• Region outline entries
:::::

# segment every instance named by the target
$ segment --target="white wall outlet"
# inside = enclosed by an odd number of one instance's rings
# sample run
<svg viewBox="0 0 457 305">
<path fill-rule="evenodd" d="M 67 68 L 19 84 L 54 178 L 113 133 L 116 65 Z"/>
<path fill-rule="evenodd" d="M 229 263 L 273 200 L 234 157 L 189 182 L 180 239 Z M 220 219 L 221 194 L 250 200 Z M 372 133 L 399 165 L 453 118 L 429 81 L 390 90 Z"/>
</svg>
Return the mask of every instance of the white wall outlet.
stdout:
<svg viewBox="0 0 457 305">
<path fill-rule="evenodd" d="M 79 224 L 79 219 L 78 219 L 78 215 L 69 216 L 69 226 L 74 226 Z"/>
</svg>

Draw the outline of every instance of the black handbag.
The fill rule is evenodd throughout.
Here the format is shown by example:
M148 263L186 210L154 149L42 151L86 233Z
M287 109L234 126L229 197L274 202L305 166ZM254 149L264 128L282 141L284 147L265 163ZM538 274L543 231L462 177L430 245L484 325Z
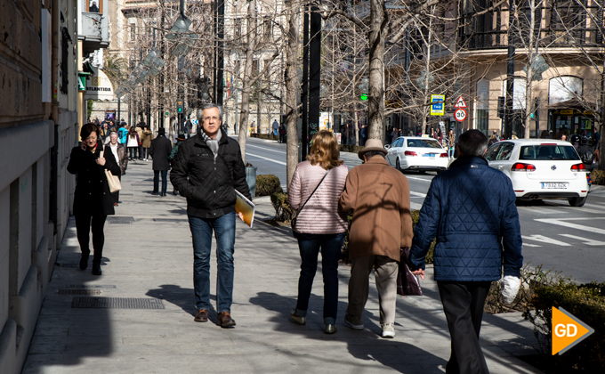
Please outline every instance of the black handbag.
M423 296L418 277L412 274L409 266L407 266L408 262L409 248L401 248L399 270L397 274L397 294L401 296Z
M321 181L319 181L319 183L317 185L317 187L315 187L315 190L313 190L313 191L311 193L311 195L309 195L309 197L307 198L307 200L304 202L304 204L302 204L302 207L301 207L301 208L298 210L298 212L296 213L296 215L292 219L292 221L290 221L290 224L292 225L292 236L294 236L294 238L298 238L297 235L300 233L294 229L294 227L296 226L296 218L298 217L298 215L302 211L302 208L304 207L304 206L307 205L307 203L311 199L311 197L313 196L313 193L315 193L315 191L318 191L318 188L319 188L319 186L321 185L321 183L324 182L324 179L326 179L326 176L327 175L327 174L329 172L330 172L330 170L328 169L326 172L326 174L324 175L324 177L321 178Z

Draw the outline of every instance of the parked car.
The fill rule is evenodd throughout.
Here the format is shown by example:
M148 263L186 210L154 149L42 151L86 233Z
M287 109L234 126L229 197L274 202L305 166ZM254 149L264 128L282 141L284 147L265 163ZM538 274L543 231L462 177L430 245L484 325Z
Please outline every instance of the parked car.
M520 200L566 199L570 206L582 207L590 192L585 166L565 141L502 141L488 150L485 159L511 178Z
M432 138L400 136L384 148L387 161L398 170L439 173L448 168L448 151Z

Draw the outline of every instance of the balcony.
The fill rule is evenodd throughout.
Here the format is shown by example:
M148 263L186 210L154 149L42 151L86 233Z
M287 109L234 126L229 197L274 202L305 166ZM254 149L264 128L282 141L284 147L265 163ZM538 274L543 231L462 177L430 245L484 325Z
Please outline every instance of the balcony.
M97 12L82 12L82 32L78 38L85 50L96 51L109 46L109 18Z

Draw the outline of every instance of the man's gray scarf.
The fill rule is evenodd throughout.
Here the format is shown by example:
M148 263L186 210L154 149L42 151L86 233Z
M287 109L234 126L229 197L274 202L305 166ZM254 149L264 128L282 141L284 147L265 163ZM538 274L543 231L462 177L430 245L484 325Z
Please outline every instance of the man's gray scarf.
M210 136L206 135L206 133L203 131L202 136L204 137L204 141L206 142L206 144L208 144L208 147L210 147L210 150L214 155L214 159L216 159L216 156L219 154L219 142L221 141L222 136L221 130L219 130L219 133L216 134L216 139L210 139Z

:::::

• Problem
Reproduce every line of the records above, from the line containing "Draw the outline of every instance of the black" down to the line containing "M321 181L319 181L319", with both of those lines included. Omit the pictures from your copy.

• Answer to this problem
Draw the outline of every instance of the black handbag.
The fill rule is evenodd throughout.
Here the format is shown by example:
M148 263L186 210L154 149L42 151L86 233Z
M287 109L234 126L229 197L274 202L305 166ZM254 149L264 128L282 141L284 147L265 163ZM538 274L543 231L462 177L430 245L484 325Z
Please outline every instance of the black handbag.
M423 296L418 277L412 274L409 266L407 266L408 262L409 248L401 248L399 270L397 274L397 294L401 296Z
M321 181L319 181L319 183L317 185L317 187L315 187L315 190L313 190L313 191L311 193L311 195L309 195L309 197L307 198L307 200L304 202L304 204L302 204L302 207L301 207L301 208L298 210L298 212L296 213L296 215L292 219L292 221L290 221L290 224L292 225L292 236L294 236L294 238L298 238L297 235L300 233L294 229L294 227L296 226L296 218L298 217L298 215L302 211L302 208L304 207L304 206L307 205L307 203L311 199L311 197L313 196L313 193L315 193L315 191L318 191L318 188L319 188L319 186L321 185L321 183L324 182L324 179L326 179L326 176L327 175L327 174L329 172L330 172L330 170L328 169L326 172L326 174L324 175L324 177L321 178Z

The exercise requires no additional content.